◆ Recorded data

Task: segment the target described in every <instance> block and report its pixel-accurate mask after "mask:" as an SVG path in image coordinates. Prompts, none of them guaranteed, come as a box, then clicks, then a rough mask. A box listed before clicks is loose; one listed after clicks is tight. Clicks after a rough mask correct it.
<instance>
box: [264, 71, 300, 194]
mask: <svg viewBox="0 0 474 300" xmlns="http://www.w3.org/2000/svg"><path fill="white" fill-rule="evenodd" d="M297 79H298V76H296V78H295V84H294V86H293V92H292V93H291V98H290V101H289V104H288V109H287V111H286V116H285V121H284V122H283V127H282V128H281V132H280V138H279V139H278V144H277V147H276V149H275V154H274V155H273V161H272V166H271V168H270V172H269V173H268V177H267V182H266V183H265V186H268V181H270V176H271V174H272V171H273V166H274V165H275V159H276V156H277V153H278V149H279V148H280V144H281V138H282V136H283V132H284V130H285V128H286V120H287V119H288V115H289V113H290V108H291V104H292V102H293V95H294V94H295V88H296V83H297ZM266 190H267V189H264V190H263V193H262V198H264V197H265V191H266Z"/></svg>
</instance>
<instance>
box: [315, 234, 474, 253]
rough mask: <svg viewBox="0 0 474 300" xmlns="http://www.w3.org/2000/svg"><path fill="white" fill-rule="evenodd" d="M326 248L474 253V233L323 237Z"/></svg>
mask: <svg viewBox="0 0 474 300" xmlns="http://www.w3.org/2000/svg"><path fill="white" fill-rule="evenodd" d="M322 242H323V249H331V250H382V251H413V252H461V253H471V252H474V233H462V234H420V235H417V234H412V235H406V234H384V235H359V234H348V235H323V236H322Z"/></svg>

◆ Task to complete
Copy the line containing "</instance>" exactly. Then copy every line after it through the end of the listing, and nothing more.

◆ Result of this task
</instance>
<instance>
box: [315, 234, 474, 253]
rough mask: <svg viewBox="0 0 474 300" xmlns="http://www.w3.org/2000/svg"><path fill="white" fill-rule="evenodd" d="M326 248L474 253V233L323 237Z"/></svg>
mask: <svg viewBox="0 0 474 300" xmlns="http://www.w3.org/2000/svg"><path fill="white" fill-rule="evenodd" d="M322 242H323V249H331V250H382V251H413V252H461V253H471V252H474V233H462V234H420V235H417V234H412V235H406V234H384V235H359V234H348V235H323V236H322Z"/></svg>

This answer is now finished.